_TESTO DI PARTENZA_
....................

IL GRINTA
True Grit, Usa 2010, Regia: Joel e Ethan Coen, Sceneggiatura: Joel e Ethan Coen dal romanzo di Charles Portis, Direttore della fotografia:Roger Deakins, Montaggio: Ethan Coen, Musiche: Carter Burwell, Produzione: Joel e Ethan Coen e Scott Rudin, Cast: Hailee Steinfeld, Jeff Bridges, Matt Damon, Josh Brolin, Paramount Pictures, 2h 05.
“Una volta alla Paramount vidi il mare” diceva una vecchia madre dagli occhi sognanti che non aveva mai girato di più che l’uscio di casa sua e quello cinematografico, ma che pur tuttavia aveva visto Il Cinema.
E quindi, aveva visto tutto.
“Una volta alla Paramount ho visto il west, e continuo a vederlo” potrei dire io, povero visionante (neanche troppo ferrato) di film western.
La Paramount firma questo remake, questo grande film western, come l’originale dal quale (molto liberamente) è stato tratto.
E si, film western, non “film d’autore dei Coen, magari neanche troppo riuscito” come vorranno farvi credere la maggioranza dei più.
Che sia un film Western con la W maiuscola, lo dicono gli incassi, per questo tipo di cinema il barometro più vero (arrivato ai 130 milioni al box office americano e tra i primi posti degli incassi “meteoropatici” italiani).
Il pubblico su queste cose non lo freghi.
“Possiamo dirlo: fino ad oggi, l’unica volta in cui si erano cimentati in un remake non gli era andata troppo bene (parliamo di Lady Killers, 2004). Oggi i fratelli Coen sono autori da Oscar, e tornano a battere quei sentieri del west che li hanno portati dritti alla consacrazione (con Non è un paese per vecchi, 2007, dal romanzo di Cormac McCarthy). Eccoli dunque con Il Grinta, rifacimento del successone con John Wayne del 1969”1
Io terrei fermo il mirino su John Wayne e sul film originale diretto da Henry Hathaway nel ’69 per cui ‘the duke’ il duca ( in assonanza con ‘the dude’ il drugo come veniva chiamato Jeff Bridges nel mitico Il grande Lebowski, stesso Jeff che incarna il personaggio del film che Wayne interpretò, molti lo hanno visto come un segno del destino e di buona speranza) prendeva per la prima (ed unica) volta un oscar.

....................

_Record provenienti da una fonte di dati_
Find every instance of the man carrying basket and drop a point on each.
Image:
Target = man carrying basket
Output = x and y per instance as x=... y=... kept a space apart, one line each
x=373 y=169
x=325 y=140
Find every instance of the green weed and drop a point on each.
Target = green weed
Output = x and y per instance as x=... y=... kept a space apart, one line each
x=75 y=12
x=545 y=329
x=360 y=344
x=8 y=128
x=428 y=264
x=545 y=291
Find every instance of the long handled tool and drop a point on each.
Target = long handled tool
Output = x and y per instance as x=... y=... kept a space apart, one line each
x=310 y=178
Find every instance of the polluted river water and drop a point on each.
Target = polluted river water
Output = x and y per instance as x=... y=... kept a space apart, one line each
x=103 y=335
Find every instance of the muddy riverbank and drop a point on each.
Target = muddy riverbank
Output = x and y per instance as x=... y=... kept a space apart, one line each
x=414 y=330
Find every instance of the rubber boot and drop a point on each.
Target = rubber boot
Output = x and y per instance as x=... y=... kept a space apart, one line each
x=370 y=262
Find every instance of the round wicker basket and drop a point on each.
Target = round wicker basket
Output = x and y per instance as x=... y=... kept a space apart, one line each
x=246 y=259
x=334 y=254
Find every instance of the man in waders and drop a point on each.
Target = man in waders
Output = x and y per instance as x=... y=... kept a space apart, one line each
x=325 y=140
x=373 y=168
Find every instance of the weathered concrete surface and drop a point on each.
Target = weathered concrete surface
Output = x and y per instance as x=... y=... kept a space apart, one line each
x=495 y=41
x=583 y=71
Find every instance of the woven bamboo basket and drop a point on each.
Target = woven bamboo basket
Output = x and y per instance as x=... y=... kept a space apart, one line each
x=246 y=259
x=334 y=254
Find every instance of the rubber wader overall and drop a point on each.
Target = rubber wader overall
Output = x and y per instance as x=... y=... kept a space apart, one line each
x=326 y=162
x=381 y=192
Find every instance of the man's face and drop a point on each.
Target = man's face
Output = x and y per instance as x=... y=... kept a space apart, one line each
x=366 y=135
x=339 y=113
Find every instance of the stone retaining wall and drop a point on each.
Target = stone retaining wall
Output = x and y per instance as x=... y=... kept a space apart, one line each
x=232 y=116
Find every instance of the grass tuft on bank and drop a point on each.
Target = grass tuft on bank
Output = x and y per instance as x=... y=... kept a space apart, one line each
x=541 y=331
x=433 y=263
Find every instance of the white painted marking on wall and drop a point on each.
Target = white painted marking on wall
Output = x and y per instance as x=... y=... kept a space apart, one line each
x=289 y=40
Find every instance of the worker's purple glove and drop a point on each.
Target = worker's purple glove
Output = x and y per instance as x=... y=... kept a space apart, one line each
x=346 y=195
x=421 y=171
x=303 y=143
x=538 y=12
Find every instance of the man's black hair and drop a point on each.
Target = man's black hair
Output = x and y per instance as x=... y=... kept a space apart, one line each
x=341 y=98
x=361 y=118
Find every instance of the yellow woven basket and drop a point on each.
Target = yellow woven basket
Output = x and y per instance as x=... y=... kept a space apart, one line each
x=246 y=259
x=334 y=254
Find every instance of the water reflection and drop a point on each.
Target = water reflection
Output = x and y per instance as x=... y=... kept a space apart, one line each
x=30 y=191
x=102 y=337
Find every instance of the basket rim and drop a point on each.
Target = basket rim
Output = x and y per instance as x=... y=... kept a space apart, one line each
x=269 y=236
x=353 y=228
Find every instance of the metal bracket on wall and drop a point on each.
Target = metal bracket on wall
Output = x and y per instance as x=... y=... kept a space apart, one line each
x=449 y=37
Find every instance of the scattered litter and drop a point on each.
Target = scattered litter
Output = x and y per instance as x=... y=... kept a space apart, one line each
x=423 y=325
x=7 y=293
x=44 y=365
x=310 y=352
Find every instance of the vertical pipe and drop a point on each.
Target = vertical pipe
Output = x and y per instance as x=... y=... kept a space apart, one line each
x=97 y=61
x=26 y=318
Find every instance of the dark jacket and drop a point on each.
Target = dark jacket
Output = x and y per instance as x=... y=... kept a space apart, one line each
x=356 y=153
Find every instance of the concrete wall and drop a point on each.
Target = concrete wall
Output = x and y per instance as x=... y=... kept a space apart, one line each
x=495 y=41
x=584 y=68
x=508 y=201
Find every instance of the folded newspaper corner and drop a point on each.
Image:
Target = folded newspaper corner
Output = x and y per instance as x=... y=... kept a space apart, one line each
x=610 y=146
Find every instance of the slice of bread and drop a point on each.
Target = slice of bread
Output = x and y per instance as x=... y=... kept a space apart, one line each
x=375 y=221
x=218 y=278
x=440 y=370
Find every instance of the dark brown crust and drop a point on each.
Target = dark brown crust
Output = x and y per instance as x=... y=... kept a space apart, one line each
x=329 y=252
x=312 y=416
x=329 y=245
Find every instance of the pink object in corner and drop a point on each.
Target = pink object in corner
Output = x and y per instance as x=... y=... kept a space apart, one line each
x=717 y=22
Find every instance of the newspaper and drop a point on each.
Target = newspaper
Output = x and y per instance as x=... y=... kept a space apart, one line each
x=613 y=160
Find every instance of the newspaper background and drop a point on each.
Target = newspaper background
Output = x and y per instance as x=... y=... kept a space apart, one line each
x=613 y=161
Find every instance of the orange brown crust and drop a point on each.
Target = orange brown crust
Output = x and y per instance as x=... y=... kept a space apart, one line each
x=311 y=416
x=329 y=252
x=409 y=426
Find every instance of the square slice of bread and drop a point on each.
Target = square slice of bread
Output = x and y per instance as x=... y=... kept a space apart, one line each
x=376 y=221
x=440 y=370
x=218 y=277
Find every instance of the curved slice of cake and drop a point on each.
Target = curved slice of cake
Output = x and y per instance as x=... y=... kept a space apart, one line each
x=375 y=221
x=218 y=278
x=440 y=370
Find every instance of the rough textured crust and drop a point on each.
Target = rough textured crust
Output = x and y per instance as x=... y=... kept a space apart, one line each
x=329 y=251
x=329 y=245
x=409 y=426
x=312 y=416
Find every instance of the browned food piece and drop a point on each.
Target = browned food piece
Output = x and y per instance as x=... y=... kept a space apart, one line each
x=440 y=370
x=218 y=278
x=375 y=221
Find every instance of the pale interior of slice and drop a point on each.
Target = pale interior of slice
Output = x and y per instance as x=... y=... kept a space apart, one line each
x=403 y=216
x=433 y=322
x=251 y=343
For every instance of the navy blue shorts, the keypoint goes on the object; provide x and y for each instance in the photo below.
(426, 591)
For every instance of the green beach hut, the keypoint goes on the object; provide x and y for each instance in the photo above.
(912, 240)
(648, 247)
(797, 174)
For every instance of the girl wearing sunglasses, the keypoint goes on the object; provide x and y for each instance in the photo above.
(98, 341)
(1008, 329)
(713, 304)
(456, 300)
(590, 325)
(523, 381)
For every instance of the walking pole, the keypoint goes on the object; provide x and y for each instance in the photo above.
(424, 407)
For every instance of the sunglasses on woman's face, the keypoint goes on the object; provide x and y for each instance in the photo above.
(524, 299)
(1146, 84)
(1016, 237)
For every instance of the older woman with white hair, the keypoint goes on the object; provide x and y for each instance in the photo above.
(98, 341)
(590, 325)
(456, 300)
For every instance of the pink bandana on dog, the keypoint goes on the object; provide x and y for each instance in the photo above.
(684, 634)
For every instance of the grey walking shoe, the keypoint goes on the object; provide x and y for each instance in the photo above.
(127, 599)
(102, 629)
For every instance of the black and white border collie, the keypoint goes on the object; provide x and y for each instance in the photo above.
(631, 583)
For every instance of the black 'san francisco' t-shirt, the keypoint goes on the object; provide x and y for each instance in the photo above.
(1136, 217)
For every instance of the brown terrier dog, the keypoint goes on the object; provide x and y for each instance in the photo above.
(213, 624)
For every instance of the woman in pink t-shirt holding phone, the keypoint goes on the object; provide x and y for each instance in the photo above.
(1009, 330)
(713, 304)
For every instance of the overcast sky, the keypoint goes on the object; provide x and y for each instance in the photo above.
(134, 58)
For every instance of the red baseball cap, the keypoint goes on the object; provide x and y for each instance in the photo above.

....................

_CONSEGNE DA SVOLGERE_
(1) Secondo il testo su Il Grinta, quanto ha incassato il film al box office americano?
(2) Ripeti parola per parola il tratto dell'elenco che va dalla riga contenente "Find every instance of the newspaper and" fino alla riga contenente "x=613 y=161", entrambe comprese.
Il testo su Il Grinta e l'elenco non hanno alcun legame tra loro.

_SOLUZIONI DEGLI ESERCIZI_
(1) 130 milioni.

(2)
Find every instance of the newspaper and drop a point on each.
Target = newspaper
Output = x and y per instance as x=... y=... kept a space apart, one line each
x=613 y=160
Find every instance of the newspaper background and drop a point on each.
Target = newspaper background
Output = x and y per instance as x=... y=... kept a space apart, one line each
x=613 y=161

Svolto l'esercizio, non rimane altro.